THE PROBLEM - Select every line of the data below that contains the word "feathers", and copy each one.

----- SUPPLIED DATA -----

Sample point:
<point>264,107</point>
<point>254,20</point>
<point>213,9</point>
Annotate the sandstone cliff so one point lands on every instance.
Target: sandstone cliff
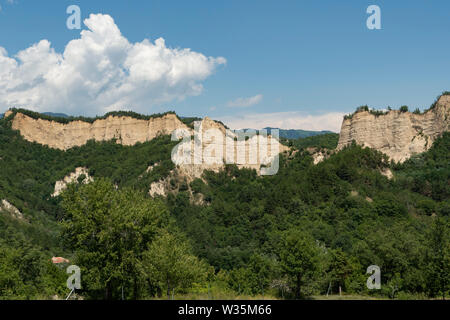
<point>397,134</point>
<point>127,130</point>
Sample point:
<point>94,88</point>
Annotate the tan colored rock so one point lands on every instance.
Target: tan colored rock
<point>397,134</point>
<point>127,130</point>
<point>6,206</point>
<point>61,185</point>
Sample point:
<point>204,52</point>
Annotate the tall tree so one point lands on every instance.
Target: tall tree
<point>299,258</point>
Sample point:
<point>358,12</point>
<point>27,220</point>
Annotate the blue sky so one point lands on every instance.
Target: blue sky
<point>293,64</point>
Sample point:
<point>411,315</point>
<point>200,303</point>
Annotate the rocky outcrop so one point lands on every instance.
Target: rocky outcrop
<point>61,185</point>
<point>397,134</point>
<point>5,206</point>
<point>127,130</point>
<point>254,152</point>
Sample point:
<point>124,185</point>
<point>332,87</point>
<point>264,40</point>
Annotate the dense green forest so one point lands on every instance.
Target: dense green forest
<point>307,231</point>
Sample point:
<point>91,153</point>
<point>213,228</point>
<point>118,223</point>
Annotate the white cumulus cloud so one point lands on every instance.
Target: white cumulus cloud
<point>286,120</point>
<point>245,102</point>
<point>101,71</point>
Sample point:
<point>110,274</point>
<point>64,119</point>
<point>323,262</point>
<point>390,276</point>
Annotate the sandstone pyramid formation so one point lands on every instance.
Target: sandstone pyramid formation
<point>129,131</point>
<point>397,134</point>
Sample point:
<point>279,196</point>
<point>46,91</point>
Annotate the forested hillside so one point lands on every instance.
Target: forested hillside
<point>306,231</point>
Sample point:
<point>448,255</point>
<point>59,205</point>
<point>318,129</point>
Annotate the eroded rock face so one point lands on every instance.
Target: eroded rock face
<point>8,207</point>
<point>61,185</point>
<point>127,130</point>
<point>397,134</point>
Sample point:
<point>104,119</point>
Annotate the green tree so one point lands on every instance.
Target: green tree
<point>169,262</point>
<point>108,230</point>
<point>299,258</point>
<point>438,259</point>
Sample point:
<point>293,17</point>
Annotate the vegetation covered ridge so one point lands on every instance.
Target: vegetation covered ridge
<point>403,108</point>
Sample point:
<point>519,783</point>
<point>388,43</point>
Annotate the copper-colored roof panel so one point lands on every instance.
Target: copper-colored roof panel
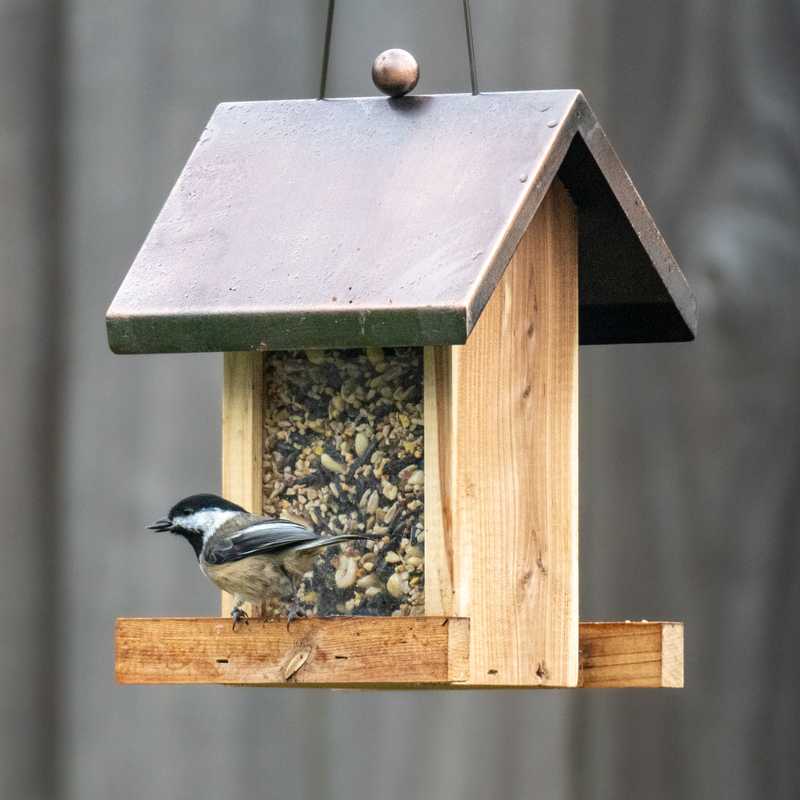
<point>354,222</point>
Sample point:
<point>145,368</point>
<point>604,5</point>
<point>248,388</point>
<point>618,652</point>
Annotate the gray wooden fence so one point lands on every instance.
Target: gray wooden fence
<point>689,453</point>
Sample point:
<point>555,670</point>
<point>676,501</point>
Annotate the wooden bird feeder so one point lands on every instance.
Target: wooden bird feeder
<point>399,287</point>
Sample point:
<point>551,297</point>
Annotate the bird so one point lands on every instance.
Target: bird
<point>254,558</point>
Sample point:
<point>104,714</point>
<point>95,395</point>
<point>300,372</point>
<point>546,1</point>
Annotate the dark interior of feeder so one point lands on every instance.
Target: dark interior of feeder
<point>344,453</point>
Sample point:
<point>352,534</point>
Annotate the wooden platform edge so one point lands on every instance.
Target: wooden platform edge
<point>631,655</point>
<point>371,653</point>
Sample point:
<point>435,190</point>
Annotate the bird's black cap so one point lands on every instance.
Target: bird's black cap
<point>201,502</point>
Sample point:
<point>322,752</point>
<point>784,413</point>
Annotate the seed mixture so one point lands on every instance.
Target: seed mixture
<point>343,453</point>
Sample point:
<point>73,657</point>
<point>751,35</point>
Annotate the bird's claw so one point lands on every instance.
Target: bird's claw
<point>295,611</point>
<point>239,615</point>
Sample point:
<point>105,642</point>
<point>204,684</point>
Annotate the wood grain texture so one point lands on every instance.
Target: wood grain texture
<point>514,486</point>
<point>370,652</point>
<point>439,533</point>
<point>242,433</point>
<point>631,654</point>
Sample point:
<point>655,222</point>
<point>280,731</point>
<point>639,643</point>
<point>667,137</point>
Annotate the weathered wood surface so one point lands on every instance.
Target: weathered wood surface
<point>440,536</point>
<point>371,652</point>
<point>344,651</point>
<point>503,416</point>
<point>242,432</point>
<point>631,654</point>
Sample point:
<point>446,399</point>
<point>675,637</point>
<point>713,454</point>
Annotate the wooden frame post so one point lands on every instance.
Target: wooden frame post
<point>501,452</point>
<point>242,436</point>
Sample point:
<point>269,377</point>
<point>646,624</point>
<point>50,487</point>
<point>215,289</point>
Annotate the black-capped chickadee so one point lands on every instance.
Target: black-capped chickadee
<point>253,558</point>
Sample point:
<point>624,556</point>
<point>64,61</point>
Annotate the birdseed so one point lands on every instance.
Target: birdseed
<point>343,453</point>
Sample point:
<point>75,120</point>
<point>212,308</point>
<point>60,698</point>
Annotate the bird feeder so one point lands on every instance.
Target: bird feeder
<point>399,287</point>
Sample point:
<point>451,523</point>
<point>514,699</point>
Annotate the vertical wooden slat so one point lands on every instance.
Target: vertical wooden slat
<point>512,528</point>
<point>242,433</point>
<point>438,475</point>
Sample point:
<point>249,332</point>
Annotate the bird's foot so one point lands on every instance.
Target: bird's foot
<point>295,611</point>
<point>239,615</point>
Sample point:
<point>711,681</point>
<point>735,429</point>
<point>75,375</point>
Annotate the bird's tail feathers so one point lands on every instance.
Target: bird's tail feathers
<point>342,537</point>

-----

SOLVED PROBLEM -
Annotate the bird's tail feathers so one point lands on every instance.
Target: bird's tail feathers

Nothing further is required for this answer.